Task goal: Extract the text of every entry below exactly; leave images out.

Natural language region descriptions
----------------

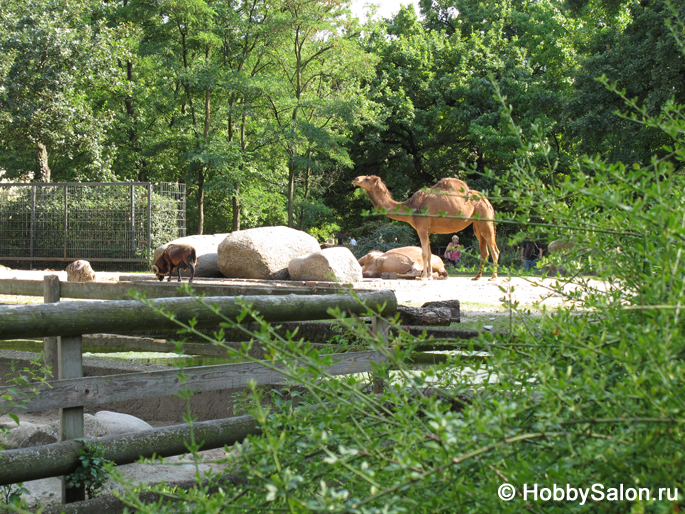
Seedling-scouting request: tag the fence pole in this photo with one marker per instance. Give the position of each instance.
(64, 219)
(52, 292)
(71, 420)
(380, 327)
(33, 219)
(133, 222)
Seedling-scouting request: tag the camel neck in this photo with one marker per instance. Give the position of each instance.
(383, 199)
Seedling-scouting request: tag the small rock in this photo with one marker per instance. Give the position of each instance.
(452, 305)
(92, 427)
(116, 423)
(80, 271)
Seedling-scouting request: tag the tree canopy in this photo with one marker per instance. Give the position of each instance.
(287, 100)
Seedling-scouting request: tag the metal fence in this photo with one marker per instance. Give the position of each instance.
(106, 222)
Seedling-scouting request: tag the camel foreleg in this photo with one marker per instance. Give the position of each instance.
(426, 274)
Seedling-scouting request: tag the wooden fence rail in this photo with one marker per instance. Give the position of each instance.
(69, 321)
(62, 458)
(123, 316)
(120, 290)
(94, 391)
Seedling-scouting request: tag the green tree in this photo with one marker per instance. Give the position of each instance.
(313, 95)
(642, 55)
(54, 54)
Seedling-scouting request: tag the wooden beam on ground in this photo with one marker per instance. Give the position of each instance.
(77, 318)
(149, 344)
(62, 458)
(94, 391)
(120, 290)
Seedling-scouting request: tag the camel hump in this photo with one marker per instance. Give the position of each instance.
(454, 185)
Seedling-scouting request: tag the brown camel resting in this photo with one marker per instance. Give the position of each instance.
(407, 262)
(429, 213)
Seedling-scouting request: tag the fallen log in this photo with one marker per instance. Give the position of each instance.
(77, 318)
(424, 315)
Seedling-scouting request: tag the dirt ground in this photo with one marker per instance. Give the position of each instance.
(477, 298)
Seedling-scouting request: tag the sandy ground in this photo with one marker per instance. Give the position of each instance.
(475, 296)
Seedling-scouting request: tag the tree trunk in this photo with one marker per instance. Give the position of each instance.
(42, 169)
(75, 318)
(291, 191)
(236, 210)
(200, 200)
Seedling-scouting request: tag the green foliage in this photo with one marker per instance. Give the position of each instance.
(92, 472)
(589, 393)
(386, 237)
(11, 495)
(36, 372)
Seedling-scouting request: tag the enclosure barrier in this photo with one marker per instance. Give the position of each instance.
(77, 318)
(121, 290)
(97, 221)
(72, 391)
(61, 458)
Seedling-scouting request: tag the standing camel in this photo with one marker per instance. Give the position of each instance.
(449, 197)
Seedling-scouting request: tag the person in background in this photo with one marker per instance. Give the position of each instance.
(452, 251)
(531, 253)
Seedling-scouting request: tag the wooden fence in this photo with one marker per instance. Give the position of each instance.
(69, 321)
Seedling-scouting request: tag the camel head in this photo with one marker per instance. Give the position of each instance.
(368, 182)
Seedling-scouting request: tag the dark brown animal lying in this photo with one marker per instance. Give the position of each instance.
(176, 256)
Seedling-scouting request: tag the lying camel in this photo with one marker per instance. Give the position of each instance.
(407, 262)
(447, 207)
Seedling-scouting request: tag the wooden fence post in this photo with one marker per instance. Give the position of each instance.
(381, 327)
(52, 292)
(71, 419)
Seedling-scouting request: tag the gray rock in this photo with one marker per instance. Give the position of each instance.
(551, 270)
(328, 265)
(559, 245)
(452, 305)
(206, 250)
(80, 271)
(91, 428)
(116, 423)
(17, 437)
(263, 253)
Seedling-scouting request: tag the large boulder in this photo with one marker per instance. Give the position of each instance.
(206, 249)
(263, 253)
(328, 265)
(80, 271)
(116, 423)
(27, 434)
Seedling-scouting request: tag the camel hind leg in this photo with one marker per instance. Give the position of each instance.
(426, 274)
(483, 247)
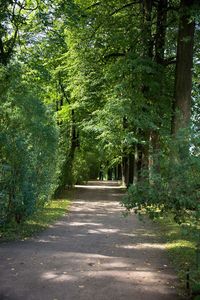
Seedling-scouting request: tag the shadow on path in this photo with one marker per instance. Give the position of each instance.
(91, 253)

----------------

Answer to this exercise:
Seedling-scouting request: tag the fence pole in this photo with one marker per instance. Give the position of each instance.
(64, 219)
(52, 292)
(71, 420)
(380, 327)
(33, 219)
(133, 222)
Seedling-scouting request: tag the camel neck in this photo with one marker per instance. Give the position of each instance.
(383, 199)
Seedling-scouting request: tag the small rock in this photo with one marker per instance. Give the position of each instance.
(452, 305)
(92, 427)
(116, 423)
(80, 271)
Seedling-scouting request: tag the tree canopy in this photo with one marker per instance. Give the position of each instance.
(287, 100)
Seedling-scouting request: tag the metal fence in this photo with one marker per instance. Give the position of each instance.
(106, 222)
Seedling-scouting request: tag the camel foreleg in this photo with one marker per instance. Give the position of each instance.
(426, 274)
Seedling-scouting request: tag the wooden fence rail in this photo with one marker per instance. Give the position of each instance.
(69, 321)
(62, 458)
(123, 316)
(120, 290)
(94, 391)
Seedling-scouting request: tag the green tree in this photo with one marker per instance. Give the position of each instance.
(313, 95)
(642, 55)
(54, 54)
Seedling-scouting request: tag the wooden beam on ground in this photo with one marker per instance. Give the position of each instance.
(77, 318)
(149, 344)
(62, 458)
(94, 391)
(120, 290)
Seedling-scouting request: tag the camel hump in this photo with one marker per instance. Give the position of each instance.
(454, 185)
Seedling-scouting request: tag the brown camel resting in this photo with one marker per instance. Give the position of each instance.
(407, 262)
(429, 213)
Seedling-scouting request: tag the fallen log in this photo with one marker per instance. Give the position of each instance.
(77, 318)
(424, 315)
Seedling-scouting request: tag the dirt ground in this photo with one marker per instance. Give the position of each instance.
(477, 298)
Seedling-scouting request: tag the sandy ground in this photo with one marker per instance. Give the position of each instance.
(475, 296)
Seedling-scouting request: tag the tree trunk in this photo with one marker per instance. Give the position of each instance.
(42, 169)
(75, 318)
(291, 191)
(236, 210)
(200, 200)
Seedling-scouting request: tag the green foliage in this photo with one marker per instance. Give the position of each instance.
(92, 472)
(589, 393)
(386, 237)
(11, 495)
(36, 372)
Seedling-scouting request: tag the enclosure barrier in this photo with one marker per instance. Give the position of each instance.
(77, 318)
(121, 290)
(97, 221)
(72, 391)
(61, 458)
Seedling-scouting request: tag the standing camel in this photo with one marker per instance. Give the position of each instance.
(449, 197)
Seedling-scouting request: tag the person in background in this photo with one marker per instance. Give the position of each instance.
(452, 251)
(531, 253)
Seedling-scouting request: tag the wooden fence in this photo with one marker per instance. Give the position of each instance.
(69, 321)
Seedling-scouting request: tag the camel head in this photo with one marker per instance. Give the position of each instance.
(368, 182)
Seedling-scouting request: tag the dark brown animal lying in this photo with one marker per instance. Give the position of each instance.
(176, 256)
Seedling-scouting request: tag the lying camel in this photo with one marker per instance. Give the position of each instance.
(407, 262)
(447, 207)
Seedling-scouting request: tag the wooden fence post in this photo with one marker per instance. Give the position of each instance.
(381, 327)
(52, 292)
(71, 419)
Seedling-scouting request: tag the gray rock in this photo with one marker per instance. Give the position of each instance.
(551, 270)
(328, 265)
(559, 245)
(452, 305)
(206, 250)
(80, 271)
(91, 428)
(116, 423)
(17, 437)
(263, 253)
Seedling-scouting request: tag the large boulder in this photo with one marker per instance. Give the position of each instance.
(206, 249)
(263, 253)
(328, 265)
(80, 271)
(116, 423)
(27, 434)
Seedling-scouting request: tag the camel hind leg in this photo with one marker per instance. Give the position of each instance.
(426, 274)
(483, 247)
Seedling-scouting request: tag the shadow on path in this photo with one marker per instance. Give the position of each instance.
(91, 253)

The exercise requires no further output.